• Texto fornecido:
◆ ◆ ◆

O que observar? Sinais que não devem passar despercebidos
Educadores não precisam dar diagnósticos — mas são, muitas vezes, os primeiros adultos fora do núcleo familiar a perceber que algo não vai bem. Como diz o psicólogo e professor Lucas Veloso, “o olhar sensível do professor pode salvar uma infância inteira”.
Atenção especial a sinais como:
•Mudanças repentinas de comportamento ou humor;
•Agressividade ou isolamento sem motivo aparente;
•Queda brusca nas notas ou desinteresse pelas aulas;
•Queixas frequentes de dor, sem causa médica identificável;
•Irritabilidade constante ou choro fácil;
•Falta de motivação ou dificuldade de concentração por longos períodos.
Nenhum desses sinais, isoladamente, confirma um transtorno mental. Mas sua repetição e intensidade pedem um olhar atento e cuidadoso. Não é birra. Não é fase. É sofrimento — e precisa ser levado a sério.
O que a escola pode (e deve) fazer
A escola não precisa dar conta de tudo — mas tem um papel essencial na construção de um ambiente que acolhe e que encaminha com respeito e responsabilidade.
1. Acolher e escutar com empatia
Criar um espaço seguro, onde o aluno possa se expressar sem medo de julgamento, é o primeiro passo. Como destaca o educador Celso Antunes, “ouvir com atenção é um gesto pedagógico tão poderoso quanto ensinar um conteúdo”. Às vezes, o que o estudante mais precisa é de alguém que o enxergue de verdade.
2. Seguir protocolos com cuidado e diálogo
Diante de sinais persistentes, a escola deve:
•Conversar com a família de forma acolhedora e não acusatória;
•Registrar as observações pedagógicas com seriedade e confidencialidade;
•Encaminhar o estudante para avaliação com profissionais especializados (psicólogos, psiquiatras, neuropediatras);
•Acionar o Conselho Tutelar ou a rede pública de saúde, quando necessário.

◆ ◆ ◆

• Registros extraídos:
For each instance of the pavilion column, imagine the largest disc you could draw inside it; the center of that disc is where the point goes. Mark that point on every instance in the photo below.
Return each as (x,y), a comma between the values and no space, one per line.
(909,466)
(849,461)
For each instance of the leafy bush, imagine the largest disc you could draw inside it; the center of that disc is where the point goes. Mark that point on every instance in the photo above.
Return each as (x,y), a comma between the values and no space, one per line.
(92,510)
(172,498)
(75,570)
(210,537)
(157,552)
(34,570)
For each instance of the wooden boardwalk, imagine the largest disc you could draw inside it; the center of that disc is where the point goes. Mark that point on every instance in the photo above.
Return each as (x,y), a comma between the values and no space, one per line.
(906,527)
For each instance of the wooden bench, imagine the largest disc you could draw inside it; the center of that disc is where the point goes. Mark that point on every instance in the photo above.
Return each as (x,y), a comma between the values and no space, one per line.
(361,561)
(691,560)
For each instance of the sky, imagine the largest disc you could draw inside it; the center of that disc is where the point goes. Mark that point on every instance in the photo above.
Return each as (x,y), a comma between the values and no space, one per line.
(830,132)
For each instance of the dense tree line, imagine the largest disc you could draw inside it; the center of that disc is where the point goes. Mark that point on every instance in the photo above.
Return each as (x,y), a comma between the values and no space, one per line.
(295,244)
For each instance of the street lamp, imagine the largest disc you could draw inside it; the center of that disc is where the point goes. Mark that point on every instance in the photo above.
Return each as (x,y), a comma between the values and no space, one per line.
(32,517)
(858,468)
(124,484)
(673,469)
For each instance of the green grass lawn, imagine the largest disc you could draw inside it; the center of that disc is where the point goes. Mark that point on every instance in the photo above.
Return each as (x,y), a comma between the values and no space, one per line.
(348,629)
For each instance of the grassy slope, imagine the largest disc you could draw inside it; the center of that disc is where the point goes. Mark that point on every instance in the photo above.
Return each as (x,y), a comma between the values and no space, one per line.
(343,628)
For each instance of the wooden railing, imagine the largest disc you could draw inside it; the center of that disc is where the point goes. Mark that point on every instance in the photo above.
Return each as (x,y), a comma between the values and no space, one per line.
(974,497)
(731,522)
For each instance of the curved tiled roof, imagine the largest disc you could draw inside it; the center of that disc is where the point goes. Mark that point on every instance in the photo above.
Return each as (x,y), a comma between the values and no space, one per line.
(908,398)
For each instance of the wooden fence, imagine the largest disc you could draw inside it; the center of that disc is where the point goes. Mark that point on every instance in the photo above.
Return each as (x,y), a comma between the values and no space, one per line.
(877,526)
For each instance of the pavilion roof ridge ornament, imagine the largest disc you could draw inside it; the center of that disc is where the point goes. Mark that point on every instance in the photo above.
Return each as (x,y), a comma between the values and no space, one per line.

◆ ◆ ◆

• Perguntas a responder:
**A)** Extraia do texto sobre saúde mental na escola todo o trecho que vai de "Nenhum desses sinais, isoladamente, confirma" até "levado a sério.".
**B)** Responda às perguntas abaixo com base no texto sobre saúde mental na escola.
(i) A quem o texto atribui a frase "o olhar sensível do professor pode salvar uma infância inteira"?
(ii) Segundo o tópico "Acolher e escutar com empatia", qual é o primeiro passo?
(iii) Quais profissionais especializados são citados para a avaliação do estudante?
**C)** Dê continuidade ao texto sobre saúde mental na escola a partir do ponto em que ele termina.

• Conjunto de respostas:
**A)**
Nenhum desses sinais, isoladamente, confirma um transtorno mental. Mas sua repetição e intensidade pedem um olhar atento e cuidadoso. Não é birra. Não é fase. É sofrimento — e precisa ser levado a sério.

**B)**
(i) Ao psicólogo e professor Lucas Veloso.
(ii) Criar um espaço seguro, onde o aluno possa se expressar sem medo de julgamento.
(iii) Psicólogos, psiquiatras e neuropediatras.

**C)**
3. Formar e cuidar da equipe que cuida
É essencial oferecer formação continuada sobre saúde mental aos educadores. Mais que isso, é preciso montar uma rede de apoio dentro da própria escola — com psicólogos escolares, orientadores educacionais, assistentes sociais — para que os profissionais da educação não carreguem essa missão sozinhos. Como reforça o relatório da Unesco (2021), “o bem-estar emocional dos educadores é um fator-chave para o sucesso das intervenções em saúde mental na escola.”
Saúde mental não é (e não pode ser) responsabilidade só da escola
O cuidado integral só acontece quando há diálogo real entre educação, saúde e assistência social. Quando essas áreas trabalham juntas — e não cada uma no seu “quadrado” —, o atendimento flui, o tempo de espera diminui e o aluno recebe o suporte que precisa antes que o sofrimento se agrave.
Conclusão
A escola não pode ser um espaço que silencia o sofrimento — e nem que o normaliza. Crianças e adolescentes não estão apenas aprendendo matemática, ciências ou gramática: estão tentando compreender o mundo, os outros e, sobretudo, a si mesmos. E, nesse processo, muitas vezes doloroso, é na escola que os primeiros sinais de sofrimento surgem. Fingir que não vemos é contribuir para que se agravem.
Como afirmou a pesquisadora e educadora Silvia Helena Koller, “cuidar da saúde mental é uma responsabilidade coletiva, e a escola é um dos principais ambientes promotores de desenvolvimento e proteção na infância e adolescência.”
Mais do que ensinar conteúdos, precisamos ensinar — e praticar — o cuidado. Isso passa por escutar sem pressa, observar com empatia e agir com responsabilidade. Significa reconhecer que um estudante não é apenas um boletim, mas uma vida em formação, cheia de complexidades, dores e potências.
Em tempos em que tantos adolescentes estão adoecendo em silêncio, a presença sensível de um professor, de uma coordenação atenta, de uma escuta verdadeira, pode ser o ponto de virada. Pode ser o que impede uma evasão escolar. Pode ser o que salva uma vida.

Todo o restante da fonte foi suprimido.